Brano

——

Lo facciamo con i soldi ma lo facciamo anche con le nostre abilità, la nostra intelligenza, la nostra inventiva. Pensate che succederebbe  nell’ambiente in cui viviamo se ciascuno di noi mettesse in comune il meglio che sa fare, in modo tale che tutti possano guadagnare dall’impegno di ciascuno. Invece l’avidità ci blocca, ci spinge ad accumulare: armadi pieni di vestiti buoni soltanto per le tarme, scarpiere rigurgitanti, più macchine che persone, cellulari a iosa.

La sicurezza personale, una falsa medicina nemica della solidarietà

È l’esaltazione della sicurezza personale generata dalla paura, piuttosto che il coraggio di collaborare ed essere solidali: è quello che accade ai discepoli di Gesù. Spaventati dal numero enorme di persone che erano venuti ad ascoltarlo, sono paralizzati dalla necessità di dar loro da mangiare.

Essi sono stati previdenti: nel racconto di Matteo, i pani e i pesci sono i loro. Sono sicuri, per la cena sono a posto, gli altri facciano un po’ come vogliono, non è affar  loro. E invece Gesù li spiazza: mettete quello che avete.

Ecco, è accaduto anche in Italia in questi mesi. Chi avrebbe scommesso sul fatto che il ponte di Genova sarebbe stato riscostruito in così poco tempo? In quel caso, ciascuno ha messo i propri pesci e i proprio pani, nessuno si è tirato indietro. E così hanno fatto tante aziende che hanno resistito, tante scuole che si sono date da fare per non lasciare indietro nessuno.

Il tricolore di luci sul Ponte Morandi Foto © Archivio PerGenova Scpa

Portatemeli qui: è l’invito a cui dobbiamo coraggiosamente rispondere di sì. Mettersi a disposizione degli altri per le cose che si sanno fare è il nostro contributo a placare la fame,  le tante fami del mondo.

——

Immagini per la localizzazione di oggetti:

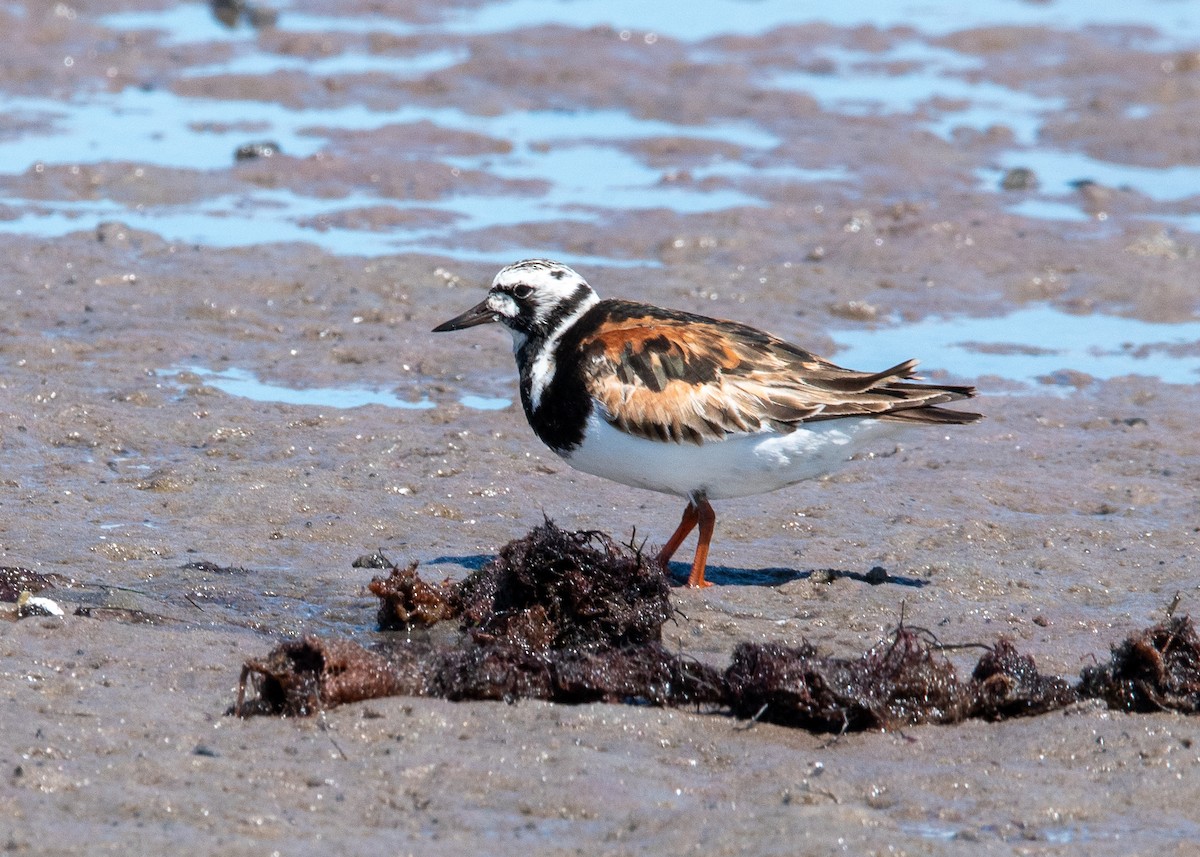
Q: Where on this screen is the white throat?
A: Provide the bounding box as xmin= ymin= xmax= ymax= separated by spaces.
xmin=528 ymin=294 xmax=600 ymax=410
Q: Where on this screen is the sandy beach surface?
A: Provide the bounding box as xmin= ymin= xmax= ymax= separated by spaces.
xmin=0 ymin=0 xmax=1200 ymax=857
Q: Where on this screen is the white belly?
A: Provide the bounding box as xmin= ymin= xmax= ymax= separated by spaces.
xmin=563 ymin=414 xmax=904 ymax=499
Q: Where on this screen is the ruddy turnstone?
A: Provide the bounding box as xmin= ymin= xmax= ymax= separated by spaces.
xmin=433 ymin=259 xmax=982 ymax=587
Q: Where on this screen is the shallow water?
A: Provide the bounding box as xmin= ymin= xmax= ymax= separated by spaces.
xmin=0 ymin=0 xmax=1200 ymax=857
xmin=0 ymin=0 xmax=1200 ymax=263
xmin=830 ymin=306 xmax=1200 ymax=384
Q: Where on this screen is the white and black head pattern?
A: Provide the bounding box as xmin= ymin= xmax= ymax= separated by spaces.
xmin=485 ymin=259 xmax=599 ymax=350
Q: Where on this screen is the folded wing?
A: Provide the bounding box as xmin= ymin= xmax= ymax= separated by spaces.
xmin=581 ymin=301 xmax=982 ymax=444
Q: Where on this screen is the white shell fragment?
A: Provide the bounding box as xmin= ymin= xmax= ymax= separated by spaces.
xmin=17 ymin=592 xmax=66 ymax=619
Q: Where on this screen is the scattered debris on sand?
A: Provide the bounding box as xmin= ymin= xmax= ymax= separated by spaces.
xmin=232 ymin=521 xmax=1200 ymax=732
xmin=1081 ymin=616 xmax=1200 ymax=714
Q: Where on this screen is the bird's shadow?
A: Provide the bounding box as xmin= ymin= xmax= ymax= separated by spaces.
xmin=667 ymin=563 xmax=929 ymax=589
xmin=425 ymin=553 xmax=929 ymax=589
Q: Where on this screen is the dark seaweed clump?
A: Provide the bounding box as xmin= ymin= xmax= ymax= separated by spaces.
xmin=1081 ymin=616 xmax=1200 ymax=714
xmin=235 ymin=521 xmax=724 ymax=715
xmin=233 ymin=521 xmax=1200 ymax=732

——

Consegne di lavoro
(a) Quale ponte, secondo il brano, è stato ricostruito in così poco tempo?
(b) Aggiorna la parte del brano che comincia con "Ecco, è accaduto" e finisce con "fami del mondo.", sostituendo "aziende" con "imprese".

Risposte alle consegne
(a) Il ponte di Genova.

(b)
Ecco, è accaduto anche in Italia in questi mesi. Chi avrebbe scommesso sul fatto che il ponte di Genova sarebbe stato riscostruito in così poco tempo? In quel caso, ciascuno ha messo i propri pesci e i proprio pani, nessuno si è tirato indietro. E così hanno fatto tante imprese che hanno resistito, tante scuole che si sono date da fare per non lasciare indietro nessuno.

Il tricolore di luci sul Ponte Morandi Foto © Archivio PerGenova Scpa

Portatemeli qui: è l’invito a cui dobbiamo coraggiosamente rispondere di sì. Mettersi a disposizione degli altri per le cose che si sanno fare è il nostro contributo a placare la fame,  le tante fami del mondo.